Seitentext:

▼▼▼

Im 2. Akt verortet Çalis den „Sängerkrieg“ und Wolframs „deutsches Land“ in ein divers-buntes Straßenfest, das Elisabeth als Aktivistin vorbereitet hat. Was szenisch im 1. Akt noch funktionierte, beginnt mit dem Sänger-Wettstreit zu bröckeln: Während Wolfram einem Minnesänger gleich über Deutschland singt und der Chor Regenbogenflaggen, Peace-Zeichen und „Fighting for Climate“-Fahnen schwingt, erscheinen Walter als K-Pop-Boy mit Glitzer-Mikro und Biterolf als Punkrocker im schwarzen Tanktop wenig glaubhaft zu den aus dem Orchestergraben erklingenden, zarten Harfentöne.
Seine politischen Botschaften und Statements gegen Rechts vermittelt Çalis dennoch eindeutig: Mit Hashtags wie „Birlikte – Zusammenstehen“ und „say their names“, die auf den Nagelbombenanschlag von 2004 in Köln anspielen sowie aus jüngstem Anlass mit Ukraine-Flagge und Friedenssymbolen. Auf den Bildschirmen läuft dazu im „wartHD-TV“ die Berichterstattung zum Straßenfest und im Lauftext lesen wir die Frage: „Wie wollen wir unser Zusammenleben gestalten?“. Dessen unmissverständliche Antwort folgt sogleich: „Durch Dialog aller in einer Stadtgesellschaft“. Offen bleibt, was wir heute unter einer „deutschen Gesellschaft“ verstehen und, ob unsere Gegenwart schon mehr mit der Realität zu tun hat, als wir wahrhaben wollen.

▲▲▲

Aufgelistete Einträge:

▼▼▼

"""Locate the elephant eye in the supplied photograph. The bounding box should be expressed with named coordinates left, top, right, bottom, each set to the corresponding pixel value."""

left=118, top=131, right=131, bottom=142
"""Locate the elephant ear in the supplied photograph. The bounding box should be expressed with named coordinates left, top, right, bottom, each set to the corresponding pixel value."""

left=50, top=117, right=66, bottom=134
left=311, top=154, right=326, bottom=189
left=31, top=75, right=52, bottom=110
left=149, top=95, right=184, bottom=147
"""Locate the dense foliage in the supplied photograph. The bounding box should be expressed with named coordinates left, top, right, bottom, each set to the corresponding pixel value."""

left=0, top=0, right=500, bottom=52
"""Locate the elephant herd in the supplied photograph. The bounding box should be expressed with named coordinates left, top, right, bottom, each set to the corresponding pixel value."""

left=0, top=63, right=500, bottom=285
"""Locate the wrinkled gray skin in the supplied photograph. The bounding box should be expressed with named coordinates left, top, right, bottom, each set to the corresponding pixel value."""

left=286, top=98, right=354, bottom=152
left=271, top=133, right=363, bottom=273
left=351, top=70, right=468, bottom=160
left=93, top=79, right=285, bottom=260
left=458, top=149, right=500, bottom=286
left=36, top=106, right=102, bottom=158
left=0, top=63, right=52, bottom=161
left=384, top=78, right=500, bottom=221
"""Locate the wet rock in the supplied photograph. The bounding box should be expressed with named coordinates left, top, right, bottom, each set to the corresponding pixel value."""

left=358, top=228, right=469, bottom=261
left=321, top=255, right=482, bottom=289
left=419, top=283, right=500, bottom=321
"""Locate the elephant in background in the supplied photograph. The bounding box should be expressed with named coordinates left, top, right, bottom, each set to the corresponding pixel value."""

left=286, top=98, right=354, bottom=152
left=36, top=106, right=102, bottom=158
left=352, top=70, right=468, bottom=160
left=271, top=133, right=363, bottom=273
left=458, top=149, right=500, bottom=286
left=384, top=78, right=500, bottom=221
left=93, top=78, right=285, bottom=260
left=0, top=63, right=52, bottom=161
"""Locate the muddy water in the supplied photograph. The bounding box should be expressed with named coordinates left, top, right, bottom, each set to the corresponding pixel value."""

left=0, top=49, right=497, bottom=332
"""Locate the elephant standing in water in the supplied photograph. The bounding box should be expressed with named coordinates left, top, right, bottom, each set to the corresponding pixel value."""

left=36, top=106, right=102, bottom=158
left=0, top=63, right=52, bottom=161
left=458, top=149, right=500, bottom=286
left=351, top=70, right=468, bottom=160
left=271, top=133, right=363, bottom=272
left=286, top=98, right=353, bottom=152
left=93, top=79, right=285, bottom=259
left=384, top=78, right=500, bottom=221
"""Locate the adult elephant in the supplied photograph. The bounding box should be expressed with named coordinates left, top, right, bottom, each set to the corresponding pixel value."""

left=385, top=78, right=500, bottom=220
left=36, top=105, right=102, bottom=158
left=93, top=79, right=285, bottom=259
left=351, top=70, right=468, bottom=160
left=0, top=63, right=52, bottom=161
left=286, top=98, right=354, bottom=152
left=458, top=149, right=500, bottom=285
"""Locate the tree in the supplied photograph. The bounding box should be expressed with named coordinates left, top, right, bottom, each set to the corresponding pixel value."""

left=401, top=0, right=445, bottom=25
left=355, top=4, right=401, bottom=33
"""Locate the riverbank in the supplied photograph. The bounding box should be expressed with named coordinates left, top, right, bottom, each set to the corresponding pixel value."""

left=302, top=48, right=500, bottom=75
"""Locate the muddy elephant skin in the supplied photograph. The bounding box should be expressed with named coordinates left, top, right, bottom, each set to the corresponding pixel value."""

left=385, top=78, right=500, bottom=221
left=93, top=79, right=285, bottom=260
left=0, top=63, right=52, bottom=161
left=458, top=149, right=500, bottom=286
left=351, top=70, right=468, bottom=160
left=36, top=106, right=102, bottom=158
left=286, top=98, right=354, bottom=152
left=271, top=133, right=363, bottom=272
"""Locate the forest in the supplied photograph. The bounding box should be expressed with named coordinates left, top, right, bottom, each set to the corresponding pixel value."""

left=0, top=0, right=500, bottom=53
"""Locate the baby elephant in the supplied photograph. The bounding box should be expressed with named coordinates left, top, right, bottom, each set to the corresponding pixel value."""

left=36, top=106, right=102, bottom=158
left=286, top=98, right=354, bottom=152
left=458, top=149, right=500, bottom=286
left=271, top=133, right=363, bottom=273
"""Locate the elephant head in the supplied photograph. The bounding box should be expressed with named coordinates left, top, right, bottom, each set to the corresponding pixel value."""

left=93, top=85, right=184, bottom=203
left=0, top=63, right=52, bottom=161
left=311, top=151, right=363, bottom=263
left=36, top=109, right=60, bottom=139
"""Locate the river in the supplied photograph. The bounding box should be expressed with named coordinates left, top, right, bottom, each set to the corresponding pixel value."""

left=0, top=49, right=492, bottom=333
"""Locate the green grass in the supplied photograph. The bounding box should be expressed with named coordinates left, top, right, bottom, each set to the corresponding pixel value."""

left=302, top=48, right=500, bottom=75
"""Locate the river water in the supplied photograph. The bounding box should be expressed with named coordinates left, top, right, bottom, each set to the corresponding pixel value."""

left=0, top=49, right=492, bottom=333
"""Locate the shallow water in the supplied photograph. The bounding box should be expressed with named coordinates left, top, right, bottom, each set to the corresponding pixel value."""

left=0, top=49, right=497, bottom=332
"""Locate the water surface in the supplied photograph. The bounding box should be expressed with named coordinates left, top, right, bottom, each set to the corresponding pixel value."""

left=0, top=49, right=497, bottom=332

▲▲▲

Zu bearbeiten:
(A) Beantworte diese Fragen zum Seitentext kurz:
(i) Als was tritt Walter im Sänger-Wettstreit auf?
(ii) Auf welches Ereignis spielen die Hashtags an?
(iii) Welche Antwort auf die Frage im Lauftext folgt sogleich?
(B) Schreib den Seitentext zwischen „Im 2. Akt verortet“ und „erklingenden, zarten Harfentöne.“, beides eingeschlossen, noch einmal ab und benenne dabei „Punkrocker“ in „Metalfan“ um.
(C) Schreib den Text über die Inszenierung von Çalis nach seinem letzten Satz weiter.

Schriftliche Antworten:
(A)
(i) Als K-Pop-Boy mit Glitzer-Mikro.
(ii) Auf den Nagelbombenanschlag von 2004 in Köln.
(iii) „Durch Dialog aller in einer Stadtgesellschaft“.

(B)
Im 2. Akt verortet Çalis den „Sängerkrieg“ und Wolframs „deutsches Land“ in ein divers-buntes Straßenfest, das Elisabeth als Aktivistin vorbereitet hat. Was szenisch im 1. Akt noch funktionierte, beginnt mit dem Sänger-Wettstreit zu bröckeln: Während Wolfram einem Minnesänger gleich über Deutschland singt und der Chor Regenbogenflaggen, Peace-Zeichen und „Fighting for Climate“-Fahnen schwingt, erscheinen Walter als K-Pop-Boy mit Glitzer-Mikro und Biterolf als Metalfan im schwarzen Tanktop wenig glaubhaft zu den aus dem Orchestergraben erklingenden, zarten Harfentöne.

(C)
Eine veränderte Welt erscheint im 3. Akt: Der Straßenzug ist düster, kalt, verlassen. Die Leuchtschriften sind beschädigt. Es liegen Abfälle in den Ecken und Elisabeth wärmt sich – in eine Decke gewickelt – an einer Feuerstelle. Von der lebensfrohen Aktivistin mit Idealen und Kampfgeist ist nichts mehr übrig. Szenisch auf ein Minimum reduziert, liegt der Fokus auf den Figuren und ihren inneren Konflikten. Während das Bühnengeschehen blass und etwas langatmig bleibt, kommt dies der Qualität der Musik zu Gute und gibt den Sängerinnen und Sängern genügend Raum, um die musikalisch anspruchsvollen Partien zu meistern.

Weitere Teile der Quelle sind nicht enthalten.